Aim of the task. For each record, copy the text exactly and omit any picture it holds.

(Data shown Opens)

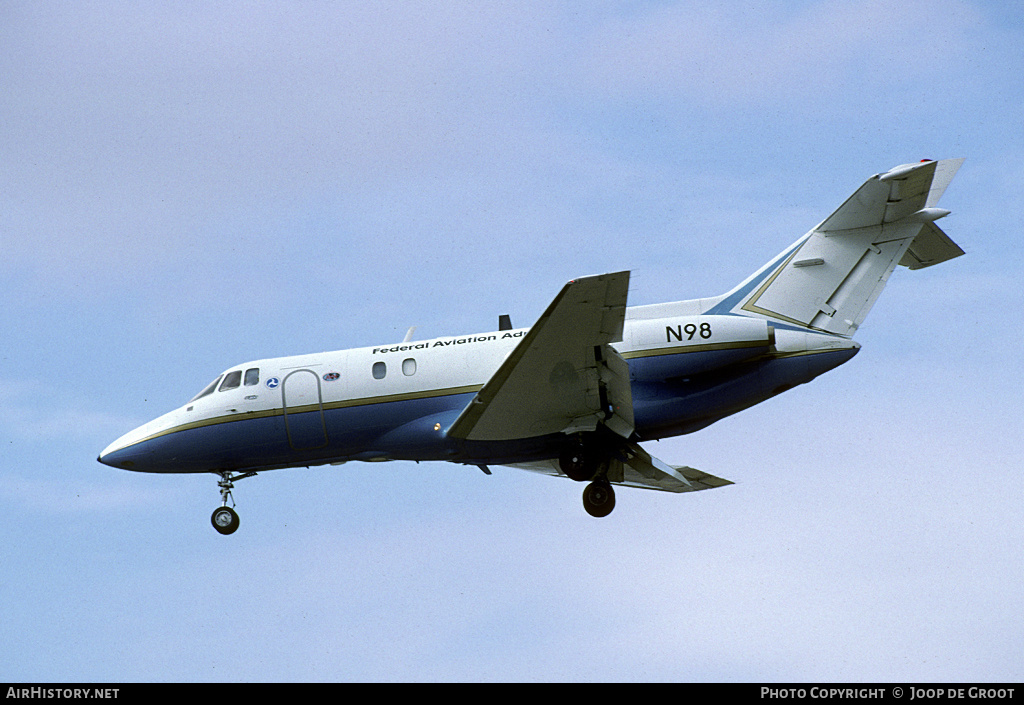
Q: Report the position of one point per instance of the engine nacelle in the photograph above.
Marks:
(683, 345)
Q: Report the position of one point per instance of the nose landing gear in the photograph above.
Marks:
(224, 519)
(599, 498)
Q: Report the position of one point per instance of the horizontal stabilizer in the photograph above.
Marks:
(930, 247)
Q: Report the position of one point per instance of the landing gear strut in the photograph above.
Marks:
(599, 498)
(224, 519)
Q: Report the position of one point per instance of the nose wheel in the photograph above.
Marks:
(224, 519)
(599, 499)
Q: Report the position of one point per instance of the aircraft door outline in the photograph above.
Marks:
(306, 429)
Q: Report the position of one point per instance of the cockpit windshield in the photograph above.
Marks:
(207, 390)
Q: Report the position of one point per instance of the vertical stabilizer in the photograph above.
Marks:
(830, 278)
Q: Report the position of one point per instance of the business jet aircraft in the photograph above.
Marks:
(576, 394)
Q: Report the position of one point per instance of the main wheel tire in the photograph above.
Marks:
(224, 520)
(598, 499)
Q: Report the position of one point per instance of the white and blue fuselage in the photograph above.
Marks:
(577, 392)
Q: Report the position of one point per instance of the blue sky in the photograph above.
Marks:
(185, 187)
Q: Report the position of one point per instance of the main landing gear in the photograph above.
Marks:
(599, 498)
(224, 519)
(586, 458)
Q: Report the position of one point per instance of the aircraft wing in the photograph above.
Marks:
(563, 376)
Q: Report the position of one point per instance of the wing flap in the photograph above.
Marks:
(563, 376)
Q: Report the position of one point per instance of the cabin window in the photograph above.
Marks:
(208, 390)
(231, 380)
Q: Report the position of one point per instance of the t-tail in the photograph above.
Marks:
(829, 279)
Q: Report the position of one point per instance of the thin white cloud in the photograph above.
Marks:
(743, 54)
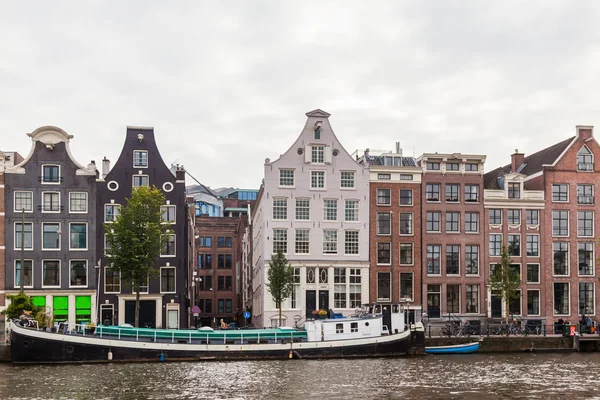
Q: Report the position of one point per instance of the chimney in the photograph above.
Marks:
(105, 167)
(517, 160)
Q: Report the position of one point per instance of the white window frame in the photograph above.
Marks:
(86, 203)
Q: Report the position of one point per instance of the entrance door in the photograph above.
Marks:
(324, 300)
(311, 302)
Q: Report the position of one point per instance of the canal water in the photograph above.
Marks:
(514, 376)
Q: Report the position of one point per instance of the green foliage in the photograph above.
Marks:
(135, 238)
(280, 280)
(505, 280)
(19, 303)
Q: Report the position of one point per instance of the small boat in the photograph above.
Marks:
(379, 331)
(464, 348)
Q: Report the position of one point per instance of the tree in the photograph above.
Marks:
(135, 239)
(280, 280)
(505, 280)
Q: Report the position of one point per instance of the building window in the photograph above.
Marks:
(330, 209)
(472, 299)
(514, 190)
(302, 241)
(317, 155)
(432, 192)
(452, 221)
(168, 214)
(586, 258)
(471, 222)
(111, 212)
(406, 286)
(302, 209)
(561, 298)
(533, 273)
(78, 202)
(286, 177)
(514, 217)
(452, 259)
(495, 216)
(347, 179)
(383, 286)
(406, 197)
(23, 201)
(433, 259)
(533, 245)
(406, 227)
(586, 298)
(472, 193)
(533, 302)
(167, 279)
(51, 273)
(78, 273)
(140, 180)
(585, 160)
(452, 193)
(433, 221)
(453, 298)
(585, 223)
(533, 217)
(383, 253)
(383, 197)
(560, 223)
(112, 281)
(351, 242)
(406, 254)
(560, 255)
(383, 223)
(329, 241)
(351, 211)
(433, 301)
(585, 194)
(471, 259)
(140, 159)
(514, 245)
(78, 236)
(27, 274)
(495, 244)
(50, 202)
(168, 247)
(50, 236)
(279, 208)
(51, 174)
(560, 192)
(24, 236)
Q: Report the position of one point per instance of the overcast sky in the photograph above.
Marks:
(227, 84)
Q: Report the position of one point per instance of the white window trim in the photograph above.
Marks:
(175, 279)
(147, 160)
(15, 274)
(86, 237)
(59, 237)
(86, 203)
(59, 273)
(15, 201)
(59, 202)
(15, 235)
(42, 174)
(87, 273)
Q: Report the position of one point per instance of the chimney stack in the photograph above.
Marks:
(517, 160)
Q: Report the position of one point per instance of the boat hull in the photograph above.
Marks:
(33, 346)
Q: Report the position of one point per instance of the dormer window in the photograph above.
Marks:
(585, 160)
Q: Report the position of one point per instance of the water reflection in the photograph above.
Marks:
(518, 376)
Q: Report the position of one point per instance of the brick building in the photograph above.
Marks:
(452, 235)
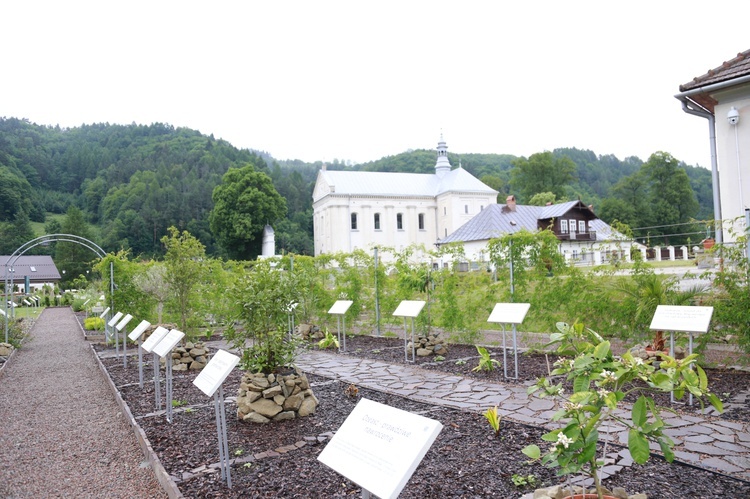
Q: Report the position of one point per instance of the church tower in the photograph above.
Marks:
(442, 165)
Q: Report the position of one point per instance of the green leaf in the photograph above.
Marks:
(639, 411)
(601, 350)
(532, 451)
(638, 446)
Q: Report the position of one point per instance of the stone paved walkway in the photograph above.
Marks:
(703, 441)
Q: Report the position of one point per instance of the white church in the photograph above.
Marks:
(362, 210)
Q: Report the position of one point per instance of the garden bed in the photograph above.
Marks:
(466, 460)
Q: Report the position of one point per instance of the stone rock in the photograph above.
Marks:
(266, 407)
(307, 407)
(254, 417)
(284, 415)
(196, 366)
(293, 402)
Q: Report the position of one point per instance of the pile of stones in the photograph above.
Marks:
(193, 356)
(426, 345)
(274, 397)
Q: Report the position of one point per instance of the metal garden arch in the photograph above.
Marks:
(46, 239)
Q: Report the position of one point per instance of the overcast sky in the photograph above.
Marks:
(357, 80)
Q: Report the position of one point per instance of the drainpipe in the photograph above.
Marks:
(691, 107)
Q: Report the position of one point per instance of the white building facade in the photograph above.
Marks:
(362, 210)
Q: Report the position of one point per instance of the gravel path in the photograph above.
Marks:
(61, 432)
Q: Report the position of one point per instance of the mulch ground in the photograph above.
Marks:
(466, 460)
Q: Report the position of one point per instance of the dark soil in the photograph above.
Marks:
(466, 460)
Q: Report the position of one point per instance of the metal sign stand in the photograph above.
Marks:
(221, 430)
(209, 381)
(409, 308)
(509, 313)
(339, 309)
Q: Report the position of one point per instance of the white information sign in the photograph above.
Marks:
(158, 335)
(166, 345)
(104, 314)
(216, 371)
(114, 319)
(509, 313)
(138, 331)
(409, 308)
(682, 318)
(340, 307)
(124, 322)
(378, 447)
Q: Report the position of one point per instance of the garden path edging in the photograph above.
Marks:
(164, 479)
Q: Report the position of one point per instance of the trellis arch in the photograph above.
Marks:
(43, 240)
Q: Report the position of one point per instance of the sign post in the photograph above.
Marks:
(119, 327)
(148, 345)
(378, 447)
(164, 350)
(339, 309)
(409, 308)
(210, 378)
(136, 335)
(681, 318)
(509, 313)
(111, 324)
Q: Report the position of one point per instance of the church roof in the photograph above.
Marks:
(403, 184)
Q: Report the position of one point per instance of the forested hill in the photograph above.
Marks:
(134, 181)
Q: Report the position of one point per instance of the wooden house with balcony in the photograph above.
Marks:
(584, 238)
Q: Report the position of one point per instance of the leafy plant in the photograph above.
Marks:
(600, 383)
(328, 341)
(486, 363)
(523, 481)
(93, 324)
(493, 418)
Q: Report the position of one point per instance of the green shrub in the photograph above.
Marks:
(93, 324)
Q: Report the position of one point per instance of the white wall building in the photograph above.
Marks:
(361, 210)
(723, 97)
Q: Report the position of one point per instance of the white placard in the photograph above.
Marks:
(509, 313)
(216, 371)
(340, 307)
(114, 319)
(409, 308)
(682, 318)
(158, 335)
(165, 346)
(124, 322)
(378, 447)
(138, 331)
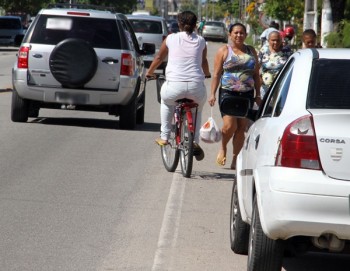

(Data shown Closes)

Task solution.
Q: Report the position of one point per instance of the engine nacelle in the photograph above.
Marks:
(683, 345)
Q: Report the position of one point per instance of the nose landing gear in the photograph above.
Marks:
(224, 519)
(599, 498)
Q: Report the position of one point per instance of the horizontal stabilizer in the photograph above.
Marks:
(930, 247)
Q: Report the position of one point per instance of the landing gear strut in the photograph above.
Marks:
(599, 498)
(224, 519)
Q: Report the position of one point per instance of the nose wheel in the photograph above.
Marks:
(224, 519)
(599, 499)
Q: Report the position of one point per instance of the aircraft door outline in the photograph above.
Marks:
(306, 429)
Q: Report the position of one point per instance of the cockpit windshield in the photograph above.
Marks:
(207, 390)
Q: Report the position of one point per instance of the vertical stabilizer in the photograph above.
Marks:
(830, 278)
Q: Report the position of one point per instance of the business jet aircraft in the photograph above.
Marks:
(576, 394)
Q: Report the position of one point per instance of the main wheel tire in the photograph above.
Marks:
(224, 520)
(598, 499)
Q: Report the position of one point per instance of the white and blue fuselage in the photograph above.
Marks:
(577, 392)
Q: Report the position of one point per instance of the blue sky in the photograph above.
Marks:
(185, 187)
Q: Report the position of one point per instance of the main landing gear in the photograph above.
Marks:
(599, 498)
(224, 519)
(586, 458)
Q: Report the position of one point per instance of the aircraft wing in the photograph above.
Marks:
(563, 376)
Q: Report the position of one point per instance of the wing flap in the photograph above.
Marks:
(563, 376)
Q: Report the position of one point per instance of the cabin window in the photograph above.
Marks:
(208, 390)
(231, 380)
Q: Report the position of one point per instance of the t-tail in the photograph above.
Marks:
(829, 279)
Q: Report the position of one point per instance of the thin white cloud in the photograph above.
Marks:
(743, 54)
Q: Report the position of one point per instance of the chimney in the photograph above.
Marks:
(105, 167)
(517, 160)
Q: Report the position of one point per instance of the white window frame in the photograph above.
Marks:
(86, 203)
Q: Report the position of one point per instance of the entrance door in the photograph above.
Marks:
(324, 300)
(311, 302)
Q: Report the position of one point per instance of the canal water in the photograph above.
Marks:
(514, 376)
Q: Report the position of one point per instance of the green foliage in the photograph above.
Marks:
(135, 238)
(280, 280)
(505, 280)
(19, 303)
Q: Report the position of one point per instance of the small boat in the photograph above.
Marks:
(379, 331)
(464, 348)
Q: Report the position of one point per instance of the tree in the photograph above.
Marks:
(135, 239)
(280, 280)
(505, 280)
Q: Report the position of one point per instance of the building window in the photograph above.
Marks:
(330, 209)
(472, 299)
(514, 190)
(302, 241)
(317, 155)
(432, 192)
(452, 221)
(168, 214)
(586, 258)
(471, 222)
(111, 212)
(406, 286)
(302, 209)
(561, 298)
(533, 273)
(78, 202)
(286, 177)
(514, 217)
(452, 259)
(495, 216)
(347, 179)
(383, 286)
(406, 197)
(23, 201)
(433, 259)
(533, 245)
(406, 227)
(586, 298)
(472, 193)
(533, 302)
(167, 279)
(51, 273)
(78, 273)
(140, 180)
(585, 160)
(452, 193)
(433, 221)
(453, 298)
(585, 223)
(533, 217)
(383, 253)
(383, 197)
(560, 223)
(112, 281)
(351, 242)
(406, 254)
(560, 255)
(383, 223)
(329, 241)
(351, 211)
(433, 301)
(585, 194)
(471, 259)
(140, 159)
(514, 245)
(78, 236)
(27, 274)
(495, 244)
(50, 202)
(168, 247)
(50, 236)
(279, 208)
(51, 174)
(560, 192)
(24, 236)
Q: Report the position of one point per instance of the overcast sky in the photograph above.
Marks:
(227, 84)
Q: Report the position of one point per instance of the white window trim in the photograph above.
Marks:
(175, 279)
(147, 160)
(15, 274)
(86, 237)
(59, 237)
(86, 203)
(59, 273)
(15, 201)
(59, 202)
(15, 235)
(42, 174)
(87, 273)
Q: Report the position of one point per instance of the chimney stack in the photograph above.
Marks:
(517, 160)
Q: Report the position of one point per instance of the boat hull in the photograph above.
Marks:
(33, 346)
Q: Report the position of one point per instance of the dormer window in the photograph above.
Marks:
(585, 160)
Q: Report the position of one point per instance of the water reflection in the photograph above.
Marks:
(518, 376)
Q: Report the position of one point per instance of the brick building in the photograph above.
Marks:
(452, 235)
Q: Report the position of one point per instance of the church tower in the photograph above.
Marks:
(442, 165)
Q: Report the position of one point per instance of the green leaf in the photograph above.
Marks:
(639, 411)
(601, 350)
(532, 451)
(638, 446)
Q: Report the position of one point per instance of the stone paved walkway in the photograph above.
Marks:
(703, 441)
Q: Report the position of one point per instance of the white church in the photograph above.
Marks:
(362, 210)
Q: Report the position of one point per instance of the garden bed in the photograph above.
Marks:
(466, 460)
Q: Report the position of one point per instance of the stone rock in the photograph above.
Marks:
(266, 407)
(307, 407)
(254, 417)
(284, 415)
(196, 366)
(293, 402)
Q: Report the position of one point per instance of the pile of stones in the photograph above.
Marks:
(193, 356)
(426, 345)
(274, 397)
Q: Report the position of one point per instance of the metal garden arch in the photograph above.
Marks:
(46, 239)
Q: Report the position of one point per instance of the overcast sky in the photograph above.
Marks:
(357, 80)
Q: Report the position of one point per instance of the drainpipe in the photograph above.
Marks:
(691, 107)
Q: Report the position of one point per instance of the white building facade in the photograph above.
Marks:
(362, 210)
Q: Report the position of one point per instance of the gravel path in the photograph above.
Marks:
(61, 432)
Q: Report the position of one point per instance of the mulch ground in the photograph above.
Marks:
(466, 460)
Q: Report the position of one point per instance of the dark soil in the photograph above.
Marks:
(466, 460)
Q: Report the position of one point per instance of the metal sign stand in the photograph above.
Marks:
(221, 430)
(209, 381)
(409, 308)
(509, 313)
(339, 309)
Q: Report the position of one point per instance of the white information sign in the photograph above.
Marks:
(158, 335)
(166, 345)
(104, 314)
(216, 371)
(114, 319)
(509, 313)
(138, 331)
(409, 308)
(682, 318)
(340, 307)
(124, 322)
(378, 447)
Q: Report the position of one point per instance of the garden path edging in the photograph above.
Marks:
(164, 479)
Q: Report the position of one point per instance of the trellis arch in the photograph above.
Marks:
(43, 240)
Q: Report the position of one point per instance of the sign post in the photograph above.
Marks:
(119, 327)
(148, 345)
(378, 447)
(164, 350)
(339, 309)
(409, 308)
(210, 378)
(136, 335)
(681, 318)
(509, 313)
(111, 324)
Q: Report the position of one point per instance of the church roof in the photograph above.
Marks:
(403, 184)
Q: Report the position of one point per instance of the forested hill in the photograph above.
Marks:
(134, 181)
Q: Report the position of one point per instance of the wooden house with balcony in the photograph above.
Marks:
(584, 238)
Q: Report the position of one point per instance of the leafy plant in the photograph above.
Marks:
(600, 383)
(328, 341)
(486, 363)
(523, 481)
(93, 324)
(493, 418)
Q: Report the position of one point per instance of the green shrub in the photograph above.
Marks:
(93, 324)
Q: Report the position of one point per instance of the white wall building in the photograph above.
Marks:
(361, 210)
(723, 97)
Q: Report the position of one point per instance of the white placard in the photograph above.
Marks:
(509, 313)
(216, 371)
(340, 307)
(114, 319)
(409, 308)
(682, 318)
(158, 335)
(165, 346)
(124, 322)
(378, 447)
(138, 331)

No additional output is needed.